_Exercise details_
Please write out the data below again, swapping every "Annotate" for "Mark" and leaving everything else unchanged. Omit the pictures from your answer.

[Records pointing to named objects]

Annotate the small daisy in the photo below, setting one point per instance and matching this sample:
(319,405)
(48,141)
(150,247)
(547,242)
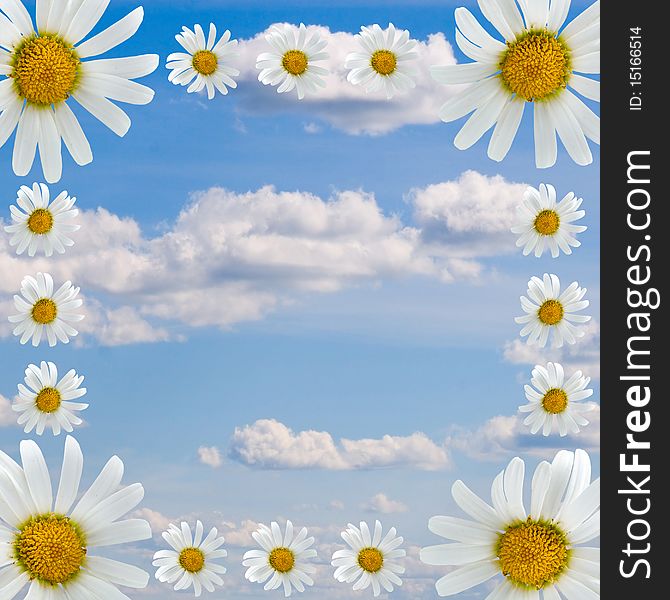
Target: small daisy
(542,222)
(369,560)
(539,63)
(291,63)
(529,551)
(45,69)
(40,225)
(48,540)
(206,64)
(384,62)
(43,311)
(192,560)
(554,403)
(282,558)
(46,402)
(548,310)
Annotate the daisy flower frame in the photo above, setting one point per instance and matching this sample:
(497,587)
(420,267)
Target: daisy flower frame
(32,516)
(538,62)
(39,109)
(45,311)
(41,224)
(206,62)
(192,560)
(47,402)
(282,560)
(370,559)
(556,402)
(530,552)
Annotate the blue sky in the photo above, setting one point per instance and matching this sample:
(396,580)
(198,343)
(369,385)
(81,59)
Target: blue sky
(390,352)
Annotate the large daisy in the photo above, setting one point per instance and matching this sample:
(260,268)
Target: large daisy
(384,62)
(556,403)
(45,401)
(40,225)
(206,62)
(49,543)
(45,311)
(192,560)
(539,62)
(550,311)
(45,67)
(291,64)
(282,559)
(543,223)
(370,559)
(532,552)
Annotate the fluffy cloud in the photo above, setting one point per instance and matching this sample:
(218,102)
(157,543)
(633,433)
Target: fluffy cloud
(469,216)
(210,456)
(381,503)
(158,521)
(269,444)
(7,415)
(585,355)
(506,435)
(341,104)
(231,257)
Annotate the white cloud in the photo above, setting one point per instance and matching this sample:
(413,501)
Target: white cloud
(269,444)
(158,521)
(235,257)
(336,505)
(210,455)
(7,415)
(341,104)
(506,435)
(381,503)
(470,216)
(584,355)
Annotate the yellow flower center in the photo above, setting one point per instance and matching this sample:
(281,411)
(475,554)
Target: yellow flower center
(192,560)
(551,312)
(371,560)
(205,62)
(535,66)
(282,559)
(384,62)
(547,222)
(45,311)
(48,400)
(555,401)
(40,221)
(50,548)
(45,70)
(532,554)
(294,62)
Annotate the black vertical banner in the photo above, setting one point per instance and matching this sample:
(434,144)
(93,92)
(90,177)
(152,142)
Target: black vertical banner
(635,105)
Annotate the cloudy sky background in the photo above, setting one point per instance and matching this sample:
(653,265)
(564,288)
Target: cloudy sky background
(300,310)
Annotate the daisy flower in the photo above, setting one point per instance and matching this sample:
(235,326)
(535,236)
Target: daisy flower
(291,62)
(548,310)
(384,60)
(44,401)
(49,543)
(40,225)
(554,403)
(530,551)
(282,558)
(191,562)
(543,223)
(45,67)
(43,311)
(205,64)
(369,560)
(539,62)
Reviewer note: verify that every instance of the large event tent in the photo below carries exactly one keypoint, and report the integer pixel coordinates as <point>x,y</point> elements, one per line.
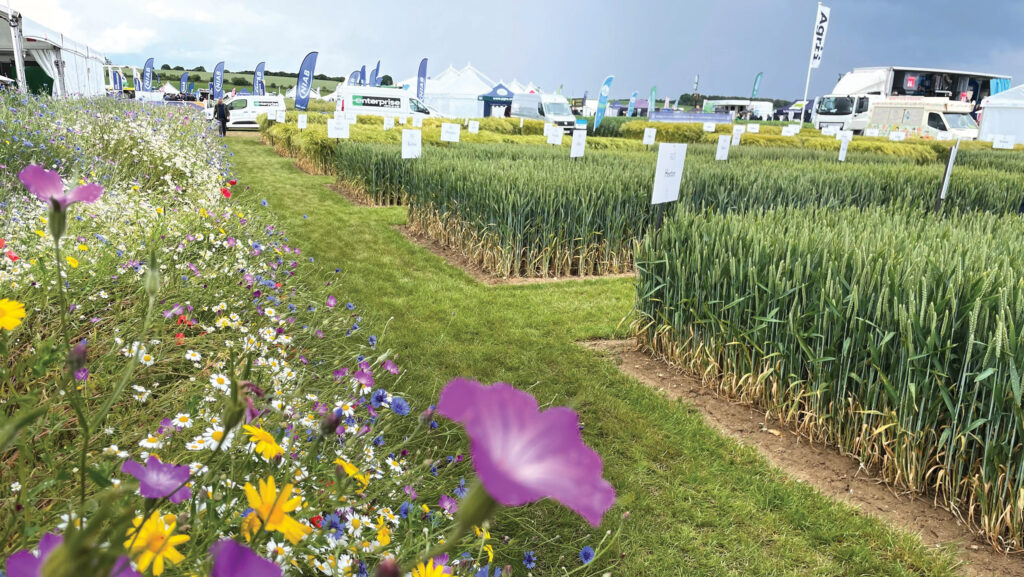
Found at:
<point>72,69</point>
<point>1004,115</point>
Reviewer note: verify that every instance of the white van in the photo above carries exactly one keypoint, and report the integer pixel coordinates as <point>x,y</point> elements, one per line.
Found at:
<point>924,116</point>
<point>553,109</point>
<point>245,108</point>
<point>381,100</point>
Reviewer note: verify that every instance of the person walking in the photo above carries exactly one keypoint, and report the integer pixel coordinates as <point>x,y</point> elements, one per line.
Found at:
<point>221,115</point>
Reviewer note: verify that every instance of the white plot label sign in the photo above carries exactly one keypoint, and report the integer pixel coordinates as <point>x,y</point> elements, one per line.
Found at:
<point>723,148</point>
<point>579,143</point>
<point>451,132</point>
<point>669,173</point>
<point>412,143</point>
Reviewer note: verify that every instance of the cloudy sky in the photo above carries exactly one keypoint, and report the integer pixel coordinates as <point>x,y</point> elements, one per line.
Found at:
<point>549,43</point>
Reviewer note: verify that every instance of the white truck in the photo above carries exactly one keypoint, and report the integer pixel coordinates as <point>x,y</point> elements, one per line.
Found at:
<point>849,105</point>
<point>552,109</point>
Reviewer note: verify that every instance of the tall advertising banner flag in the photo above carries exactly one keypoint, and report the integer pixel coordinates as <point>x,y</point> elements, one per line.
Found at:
<point>374,73</point>
<point>258,87</point>
<point>421,80</point>
<point>218,81</point>
<point>147,76</point>
<point>305,84</point>
<point>602,101</point>
<point>821,21</point>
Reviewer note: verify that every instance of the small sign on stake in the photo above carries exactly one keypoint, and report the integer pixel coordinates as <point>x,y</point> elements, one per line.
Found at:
<point>579,142</point>
<point>723,148</point>
<point>451,132</point>
<point>412,143</point>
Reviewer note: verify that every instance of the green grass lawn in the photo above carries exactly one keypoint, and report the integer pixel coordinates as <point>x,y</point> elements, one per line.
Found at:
<point>699,503</point>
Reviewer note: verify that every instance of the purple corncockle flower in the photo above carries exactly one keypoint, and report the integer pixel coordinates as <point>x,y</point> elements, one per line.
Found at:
<point>48,187</point>
<point>231,559</point>
<point>449,504</point>
<point>159,480</point>
<point>522,454</point>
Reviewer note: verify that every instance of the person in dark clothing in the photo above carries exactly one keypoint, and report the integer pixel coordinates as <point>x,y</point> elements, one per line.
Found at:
<point>221,115</point>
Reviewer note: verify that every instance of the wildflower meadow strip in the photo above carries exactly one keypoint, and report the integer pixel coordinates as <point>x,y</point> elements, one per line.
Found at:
<point>181,396</point>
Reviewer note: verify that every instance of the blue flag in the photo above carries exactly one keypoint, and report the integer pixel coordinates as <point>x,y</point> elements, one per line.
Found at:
<point>147,76</point>
<point>602,100</point>
<point>305,83</point>
<point>374,73</point>
<point>421,81</point>
<point>218,81</point>
<point>258,80</point>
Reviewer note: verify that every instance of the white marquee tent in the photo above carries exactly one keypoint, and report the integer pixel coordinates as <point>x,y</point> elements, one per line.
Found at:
<point>1004,115</point>
<point>82,70</point>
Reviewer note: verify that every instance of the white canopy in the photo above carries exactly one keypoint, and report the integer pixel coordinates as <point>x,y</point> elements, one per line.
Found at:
<point>1004,115</point>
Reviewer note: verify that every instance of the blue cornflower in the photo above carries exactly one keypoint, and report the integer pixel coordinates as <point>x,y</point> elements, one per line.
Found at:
<point>461,490</point>
<point>587,554</point>
<point>399,406</point>
<point>529,560</point>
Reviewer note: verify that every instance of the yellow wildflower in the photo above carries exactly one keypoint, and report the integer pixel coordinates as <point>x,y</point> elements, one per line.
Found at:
<point>265,445</point>
<point>155,542</point>
<point>11,313</point>
<point>273,508</point>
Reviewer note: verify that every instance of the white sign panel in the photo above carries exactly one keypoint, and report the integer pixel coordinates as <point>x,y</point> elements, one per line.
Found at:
<point>669,174</point>
<point>412,143</point>
<point>843,150</point>
<point>579,143</point>
<point>1005,142</point>
<point>723,148</point>
<point>451,132</point>
<point>820,30</point>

_Correct result_
Mark the small daisy in the photo below, setting one point per instance and matching this sample:
(319,405)
(48,141)
(150,247)
(547,242)
Target: small daisy
(542,222)
(369,560)
(539,63)
(291,63)
(529,551)
(45,69)
(40,225)
(48,540)
(206,64)
(384,62)
(43,311)
(192,560)
(554,403)
(282,558)
(46,402)
(548,310)
Mark the daisy flower frame in the photo above, setting one point per instance and matching this sample:
(497,587)
(420,267)
Target: daisy flower frame
(32,516)
(538,62)
(39,109)
(45,311)
(41,224)
(206,62)
(192,560)
(47,402)
(282,560)
(370,559)
(556,402)
(530,552)
Mark the blue sky in the photo above, setting one point per instance and matching this sample:
(396,580)
(198,343)
(369,385)
(81,59)
Target: blue sky
(390,352)
Mark the large daisy in the photo above, setting one point per instance and matching this sample:
(260,268)
Target: large daisy
(384,62)
(556,403)
(45,401)
(40,225)
(206,62)
(49,543)
(45,311)
(192,560)
(539,62)
(550,311)
(45,67)
(291,64)
(282,559)
(543,223)
(370,559)
(532,552)
Mark the fluffy cloud in the photo above, setting one point per instance and matching this sample:
(218,102)
(157,543)
(633,433)
Target: fluffy cloud
(469,216)
(210,456)
(381,503)
(158,521)
(269,444)
(7,415)
(585,355)
(506,435)
(341,104)
(231,257)
Mark the white cloud in the photo above, setting one point per instance and matching this sample:
(413,501)
Target: white cloud
(269,444)
(158,521)
(235,257)
(336,505)
(210,455)
(7,415)
(341,104)
(506,435)
(381,503)
(470,216)
(584,355)
Mark the yellow flower center in the photo above, setting one point per instance and matching this sample:
(281,411)
(475,554)
Target: yellow flower center
(192,560)
(551,312)
(371,560)
(205,62)
(535,66)
(282,559)
(384,62)
(547,222)
(45,311)
(48,400)
(555,401)
(40,221)
(50,548)
(45,70)
(532,554)
(294,62)
Mark the black vertical banner in the photo above, setting one point per instance and matching this sample:
(434,144)
(93,92)
(90,177)
(152,142)
Target: black vertical banner
(635,105)
Mark the cloudy sky background in the photo above, setting one point per instance and matching this sample:
(653,265)
(564,288)
Target: cloudy sky background
(300,310)
Mark the daisy flower in the photo above, setting one point per instance and matching this sample:
(235,326)
(535,236)
Target: daisy flower
(291,62)
(548,310)
(384,60)
(44,401)
(49,543)
(40,225)
(554,403)
(530,551)
(282,558)
(191,562)
(543,223)
(45,67)
(43,311)
(205,64)
(369,560)
(539,62)
Reviewer note: verify that every instance of the large event tent in the photo below carries exactly one keypoint, and report the integer pixel coordinates as <point>x,y</point> elements, one per line.
Found at:
<point>72,69</point>
<point>1004,115</point>
Reviewer note: verify that every instance of the white van in the photo above carries exactly one keypoint, and report the integer pixel coordinates as <point>x,y</point> elements, one per line.
Found at:
<point>924,116</point>
<point>553,109</point>
<point>245,108</point>
<point>381,100</point>
Reviewer note: verify that every instance of the person walking in the photo above carries exactly one keypoint, and report the integer pixel coordinates as <point>x,y</point> elements, one per line.
Found at:
<point>221,115</point>
Reviewer note: verify that every instance of the white plot label sign in the photo above carries exactly one keypoint, and report the integer pixel coordinates as <point>x,y</point> elements, one per line.
Found at:
<point>723,148</point>
<point>579,143</point>
<point>451,132</point>
<point>669,173</point>
<point>412,143</point>
Reviewer note: verify that every instance of the cloudy sky in the photo above carries exactly one keypoint, and report the integer pixel coordinates as <point>x,y</point> elements, one per line.
Found at:
<point>549,43</point>
Reviewer note: verify that every instance of the white truck in the photo above carries exactly one keypoint, and report the integer pixel coordinates as <point>x,y</point> elements, one per line.
Found at:
<point>849,105</point>
<point>552,109</point>
Reviewer note: verify that every instance of the tall advertising banner flag in the photo above carries exactly one keypoint, and report the integer pixel coordinates as <point>x,y</point> elements, one per line.
Found at:
<point>374,73</point>
<point>258,87</point>
<point>421,80</point>
<point>218,81</point>
<point>147,76</point>
<point>305,84</point>
<point>602,101</point>
<point>821,21</point>
Reviewer note: verify that every instance of the small sign on stake in the photo above carries exactly one keypoint, and report the integer pixel coordinates as <point>x,y</point> elements, one per line.
Found at:
<point>579,142</point>
<point>723,148</point>
<point>451,132</point>
<point>412,143</point>
Reviewer note: verify that every instance of the green grass lawn in the photo above carries exactly one keypoint, and report the integer pixel coordinates as <point>x,y</point> elements, one per line.
Found at:
<point>699,503</point>
Reviewer note: verify that every instance of the purple corncockle flower in the photo above carries exactly one keypoint, and report the integer pixel coordinates as <point>x,y</point> elements, one per line.
Found at:
<point>48,187</point>
<point>231,559</point>
<point>449,504</point>
<point>159,480</point>
<point>522,454</point>
Reviewer note: verify that every instance of the person in dark clothing in the photo above carries exactly one keypoint, and report the integer pixel coordinates as <point>x,y</point> elements, one per line.
Found at:
<point>221,115</point>
Reviewer note: verify that every instance of the wildflower meadow strip in the photo above carries exactly one keypoint, and report the integer pixel coordinates as <point>x,y</point> elements, one per line.
Found at:
<point>181,396</point>
Reviewer note: verify that every instance of the blue flag in the photo above carries exactly one keypoint, and report the integer pixel coordinates as <point>x,y</point> elements, one per line.
Found at:
<point>147,76</point>
<point>602,100</point>
<point>305,83</point>
<point>374,73</point>
<point>421,81</point>
<point>218,81</point>
<point>258,80</point>
Reviewer note: verify that every instance of the white marquee tent in the photo above carries exactly one keypoint, and report the integer pixel coordinates as <point>x,y</point> elements, one per line.
Found at:
<point>1004,115</point>
<point>82,70</point>
Reviewer note: verify that every instance of the white canopy in the photo above carries exactly one keypoint, and report the integer pixel coordinates as <point>x,y</point> elements, one per line.
Found at:
<point>1004,115</point>
Reviewer note: verify that every instance of the blue cornflower in the photo above carries exactly one keypoint, and report the integer pixel coordinates as <point>x,y</point> elements, one per line.
Found at:
<point>461,490</point>
<point>587,554</point>
<point>399,406</point>
<point>529,560</point>
Reviewer note: verify that every instance of the yellow wildflower in the photo above carries exactly one keypoint, and report the integer pixel coordinates as <point>x,y</point> elements, one per line.
Found at:
<point>265,445</point>
<point>155,542</point>
<point>11,313</point>
<point>273,508</point>
Reviewer note: verify that every instance of the white sign panel in the photo above carries exactly one keypoint, and report the integer pixel coordinates as <point>x,y</point> elements, one per line.
Found at:
<point>669,174</point>
<point>412,143</point>
<point>843,150</point>
<point>579,143</point>
<point>1005,142</point>
<point>723,148</point>
<point>451,132</point>
<point>820,30</point>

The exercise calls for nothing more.